### Instructions to follow
Please copy out only the material between the lines holding "# draw the outline of every instance of the fallen" and "164 419 L 156", inclusive, swapping "dead leaf" in for "fallen leaf" and leaving all else as it is.

### Records for processing
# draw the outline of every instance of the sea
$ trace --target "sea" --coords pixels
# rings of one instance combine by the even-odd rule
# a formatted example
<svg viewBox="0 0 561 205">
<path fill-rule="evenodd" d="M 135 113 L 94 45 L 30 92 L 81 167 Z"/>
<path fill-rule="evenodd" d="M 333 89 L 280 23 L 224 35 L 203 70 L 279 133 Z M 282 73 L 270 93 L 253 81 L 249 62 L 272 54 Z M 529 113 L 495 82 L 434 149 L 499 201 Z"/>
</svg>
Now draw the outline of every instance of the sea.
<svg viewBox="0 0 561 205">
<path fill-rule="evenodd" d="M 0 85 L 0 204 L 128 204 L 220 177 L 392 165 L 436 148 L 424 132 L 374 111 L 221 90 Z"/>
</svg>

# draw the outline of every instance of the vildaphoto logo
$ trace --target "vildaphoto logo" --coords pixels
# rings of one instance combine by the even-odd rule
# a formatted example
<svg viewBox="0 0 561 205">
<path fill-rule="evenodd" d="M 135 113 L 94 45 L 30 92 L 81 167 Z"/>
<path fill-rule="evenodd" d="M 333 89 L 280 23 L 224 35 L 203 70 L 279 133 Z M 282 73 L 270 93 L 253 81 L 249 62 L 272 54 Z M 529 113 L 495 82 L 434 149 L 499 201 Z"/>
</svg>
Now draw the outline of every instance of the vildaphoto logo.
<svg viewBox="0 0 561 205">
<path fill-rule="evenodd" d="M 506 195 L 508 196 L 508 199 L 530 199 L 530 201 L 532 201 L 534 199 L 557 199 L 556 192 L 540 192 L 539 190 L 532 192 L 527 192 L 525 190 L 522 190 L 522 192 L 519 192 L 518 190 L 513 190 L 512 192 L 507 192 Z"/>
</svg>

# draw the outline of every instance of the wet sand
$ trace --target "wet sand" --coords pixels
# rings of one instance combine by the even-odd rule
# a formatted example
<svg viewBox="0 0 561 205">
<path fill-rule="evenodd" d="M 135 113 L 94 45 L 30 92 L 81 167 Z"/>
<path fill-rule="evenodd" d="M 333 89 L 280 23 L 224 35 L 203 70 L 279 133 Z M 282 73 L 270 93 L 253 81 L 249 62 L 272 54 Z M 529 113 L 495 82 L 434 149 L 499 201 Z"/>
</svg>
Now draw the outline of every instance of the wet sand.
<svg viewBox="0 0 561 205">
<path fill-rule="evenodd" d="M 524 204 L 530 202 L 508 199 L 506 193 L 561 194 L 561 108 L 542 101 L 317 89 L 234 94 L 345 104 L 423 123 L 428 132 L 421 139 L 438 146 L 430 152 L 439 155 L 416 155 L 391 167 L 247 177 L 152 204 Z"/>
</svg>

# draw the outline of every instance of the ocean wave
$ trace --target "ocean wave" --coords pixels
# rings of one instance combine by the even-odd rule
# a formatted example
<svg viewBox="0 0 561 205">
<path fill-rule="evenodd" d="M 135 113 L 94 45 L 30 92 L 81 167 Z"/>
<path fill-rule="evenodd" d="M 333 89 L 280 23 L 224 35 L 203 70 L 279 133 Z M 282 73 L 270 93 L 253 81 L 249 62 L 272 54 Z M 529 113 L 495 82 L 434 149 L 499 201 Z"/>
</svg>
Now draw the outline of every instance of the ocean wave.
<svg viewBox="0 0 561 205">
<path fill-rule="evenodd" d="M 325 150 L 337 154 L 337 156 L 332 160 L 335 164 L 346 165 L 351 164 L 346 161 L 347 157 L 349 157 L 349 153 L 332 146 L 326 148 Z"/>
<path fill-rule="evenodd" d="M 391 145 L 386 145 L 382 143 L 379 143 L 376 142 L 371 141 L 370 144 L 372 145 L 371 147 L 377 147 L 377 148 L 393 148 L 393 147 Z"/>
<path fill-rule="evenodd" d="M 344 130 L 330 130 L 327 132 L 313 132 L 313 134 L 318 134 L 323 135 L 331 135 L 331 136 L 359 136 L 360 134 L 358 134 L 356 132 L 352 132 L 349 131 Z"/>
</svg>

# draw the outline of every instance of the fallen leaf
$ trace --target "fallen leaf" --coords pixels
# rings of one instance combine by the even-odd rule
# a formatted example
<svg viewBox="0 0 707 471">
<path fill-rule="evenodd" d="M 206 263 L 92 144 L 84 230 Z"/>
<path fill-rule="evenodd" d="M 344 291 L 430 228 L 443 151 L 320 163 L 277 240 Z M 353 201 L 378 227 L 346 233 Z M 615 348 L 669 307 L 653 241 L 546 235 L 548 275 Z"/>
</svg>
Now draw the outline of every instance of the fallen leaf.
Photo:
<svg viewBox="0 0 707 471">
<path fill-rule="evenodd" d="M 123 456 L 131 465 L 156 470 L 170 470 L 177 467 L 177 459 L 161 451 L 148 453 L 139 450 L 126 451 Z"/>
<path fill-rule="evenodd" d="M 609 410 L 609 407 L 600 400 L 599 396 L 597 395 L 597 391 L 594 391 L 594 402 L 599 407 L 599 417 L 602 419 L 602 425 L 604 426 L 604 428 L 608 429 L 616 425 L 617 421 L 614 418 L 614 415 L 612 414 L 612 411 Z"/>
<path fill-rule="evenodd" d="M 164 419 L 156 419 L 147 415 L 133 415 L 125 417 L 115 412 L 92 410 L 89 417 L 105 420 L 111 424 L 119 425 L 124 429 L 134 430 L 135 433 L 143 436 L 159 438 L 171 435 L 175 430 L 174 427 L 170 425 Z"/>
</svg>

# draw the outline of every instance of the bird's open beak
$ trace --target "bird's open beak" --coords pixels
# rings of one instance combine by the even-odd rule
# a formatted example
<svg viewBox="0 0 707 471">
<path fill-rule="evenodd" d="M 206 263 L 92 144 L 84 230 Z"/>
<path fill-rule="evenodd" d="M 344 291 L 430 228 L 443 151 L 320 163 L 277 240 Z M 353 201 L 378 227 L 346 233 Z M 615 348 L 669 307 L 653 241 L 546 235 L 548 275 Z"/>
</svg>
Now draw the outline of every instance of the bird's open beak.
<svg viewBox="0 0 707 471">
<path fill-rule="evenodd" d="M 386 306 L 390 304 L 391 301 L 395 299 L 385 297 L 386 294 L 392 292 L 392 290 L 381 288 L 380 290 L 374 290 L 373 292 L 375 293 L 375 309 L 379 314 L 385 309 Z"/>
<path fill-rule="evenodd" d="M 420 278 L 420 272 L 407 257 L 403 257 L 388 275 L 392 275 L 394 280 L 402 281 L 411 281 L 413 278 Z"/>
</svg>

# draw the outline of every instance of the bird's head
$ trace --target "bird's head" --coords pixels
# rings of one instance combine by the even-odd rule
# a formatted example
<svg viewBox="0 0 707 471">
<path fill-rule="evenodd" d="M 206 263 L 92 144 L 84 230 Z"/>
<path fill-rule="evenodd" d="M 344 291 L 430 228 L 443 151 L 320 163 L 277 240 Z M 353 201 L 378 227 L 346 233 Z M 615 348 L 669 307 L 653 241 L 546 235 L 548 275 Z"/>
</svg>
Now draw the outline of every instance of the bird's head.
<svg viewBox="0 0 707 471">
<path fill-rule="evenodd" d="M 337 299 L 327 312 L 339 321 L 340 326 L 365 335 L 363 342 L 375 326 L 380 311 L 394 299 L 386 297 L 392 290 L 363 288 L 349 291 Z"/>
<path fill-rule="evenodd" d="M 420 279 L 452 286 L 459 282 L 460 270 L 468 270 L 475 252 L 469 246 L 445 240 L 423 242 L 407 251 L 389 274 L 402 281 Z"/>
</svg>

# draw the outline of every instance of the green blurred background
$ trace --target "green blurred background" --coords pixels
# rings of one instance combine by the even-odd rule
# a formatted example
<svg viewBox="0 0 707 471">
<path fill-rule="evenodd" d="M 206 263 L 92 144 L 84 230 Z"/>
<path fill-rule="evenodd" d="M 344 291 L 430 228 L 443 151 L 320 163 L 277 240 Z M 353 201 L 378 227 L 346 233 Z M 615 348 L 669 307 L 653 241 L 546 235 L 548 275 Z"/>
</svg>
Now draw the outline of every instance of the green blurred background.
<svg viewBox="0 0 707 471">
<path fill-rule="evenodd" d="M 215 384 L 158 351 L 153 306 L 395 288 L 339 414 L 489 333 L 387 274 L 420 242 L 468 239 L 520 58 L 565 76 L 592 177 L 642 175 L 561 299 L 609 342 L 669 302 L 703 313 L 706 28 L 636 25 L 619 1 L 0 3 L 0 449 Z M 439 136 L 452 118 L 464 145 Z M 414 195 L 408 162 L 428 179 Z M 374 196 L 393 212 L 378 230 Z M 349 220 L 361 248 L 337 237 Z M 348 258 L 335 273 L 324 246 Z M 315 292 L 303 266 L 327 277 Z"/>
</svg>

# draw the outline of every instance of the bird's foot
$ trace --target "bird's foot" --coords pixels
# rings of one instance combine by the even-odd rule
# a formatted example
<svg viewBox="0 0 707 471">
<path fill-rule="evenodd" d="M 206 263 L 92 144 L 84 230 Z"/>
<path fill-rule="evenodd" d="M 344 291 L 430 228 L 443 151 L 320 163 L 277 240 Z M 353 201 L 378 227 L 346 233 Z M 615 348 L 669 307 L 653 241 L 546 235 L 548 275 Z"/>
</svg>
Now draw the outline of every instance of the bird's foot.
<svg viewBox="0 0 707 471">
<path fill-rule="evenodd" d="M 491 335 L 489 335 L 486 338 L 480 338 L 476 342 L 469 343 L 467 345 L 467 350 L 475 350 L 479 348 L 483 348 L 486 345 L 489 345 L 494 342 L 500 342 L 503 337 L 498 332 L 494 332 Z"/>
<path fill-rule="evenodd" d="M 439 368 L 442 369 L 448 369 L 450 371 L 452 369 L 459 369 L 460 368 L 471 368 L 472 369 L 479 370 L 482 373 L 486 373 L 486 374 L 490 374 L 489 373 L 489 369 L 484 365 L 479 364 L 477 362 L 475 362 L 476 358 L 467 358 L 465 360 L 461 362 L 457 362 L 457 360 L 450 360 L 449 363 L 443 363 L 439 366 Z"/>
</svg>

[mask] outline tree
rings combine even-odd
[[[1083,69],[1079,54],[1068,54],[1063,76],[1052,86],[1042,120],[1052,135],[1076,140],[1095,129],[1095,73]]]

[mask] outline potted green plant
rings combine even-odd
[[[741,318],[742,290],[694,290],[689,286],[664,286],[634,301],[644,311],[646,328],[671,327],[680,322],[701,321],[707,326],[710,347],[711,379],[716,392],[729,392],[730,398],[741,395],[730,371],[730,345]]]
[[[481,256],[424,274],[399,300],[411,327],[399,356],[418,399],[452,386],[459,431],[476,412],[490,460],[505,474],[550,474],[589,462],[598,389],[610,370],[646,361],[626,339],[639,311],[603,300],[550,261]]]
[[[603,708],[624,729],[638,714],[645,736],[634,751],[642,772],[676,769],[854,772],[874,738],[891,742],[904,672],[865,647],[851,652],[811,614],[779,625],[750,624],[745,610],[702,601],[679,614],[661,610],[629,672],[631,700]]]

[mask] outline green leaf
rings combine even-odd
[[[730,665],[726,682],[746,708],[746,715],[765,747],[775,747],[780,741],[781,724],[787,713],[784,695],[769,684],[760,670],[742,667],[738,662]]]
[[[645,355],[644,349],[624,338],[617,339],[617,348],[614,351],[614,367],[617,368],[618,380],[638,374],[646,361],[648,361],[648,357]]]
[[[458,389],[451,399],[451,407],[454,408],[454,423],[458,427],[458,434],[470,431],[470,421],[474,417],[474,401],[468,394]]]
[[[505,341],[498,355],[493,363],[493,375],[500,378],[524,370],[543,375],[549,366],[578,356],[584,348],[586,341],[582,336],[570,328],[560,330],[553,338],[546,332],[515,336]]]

### Correct output
# draw the outline of every instance of the dead leaf
$ trace --target "dead leaf" --coords pixels
# rings of one instance combine by the even-odd rule
# a formatted example
<svg viewBox="0 0 707 471">
<path fill-rule="evenodd" d="M 206 263 L 92 144 L 84 230 Z"/>
<path fill-rule="evenodd" d="M 344 291 L 430 228 L 443 151 L 320 163 L 277 240 Z M 353 201 L 378 227 L 346 233 Z M 615 348 L 669 307 L 653 241 L 546 235 L 548 275 Z"/>
</svg>
Now draw the outline of every instance of the dead leaf.
Photo:
<svg viewBox="0 0 707 471">
<path fill-rule="evenodd" d="M 123 456 L 131 465 L 156 470 L 170 470 L 177 467 L 177 459 L 161 451 L 148 453 L 139 450 L 126 451 Z"/>
<path fill-rule="evenodd" d="M 609 410 L 609 407 L 600 400 L 599 396 L 597 395 L 597 391 L 594 391 L 594 402 L 599 407 L 599 417 L 602 419 L 602 425 L 604 426 L 604 428 L 608 429 L 616 425 L 617 421 L 614 418 L 614 415 L 612 414 L 612 411 Z"/>
<path fill-rule="evenodd" d="M 164 419 L 156 419 L 147 415 L 133 415 L 125 417 L 115 412 L 92 410 L 89 417 L 105 420 L 111 424 L 119 425 L 124 429 L 134 430 L 135 433 L 143 436 L 159 438 L 171 435 L 175 430 L 174 427 L 170 425 Z"/>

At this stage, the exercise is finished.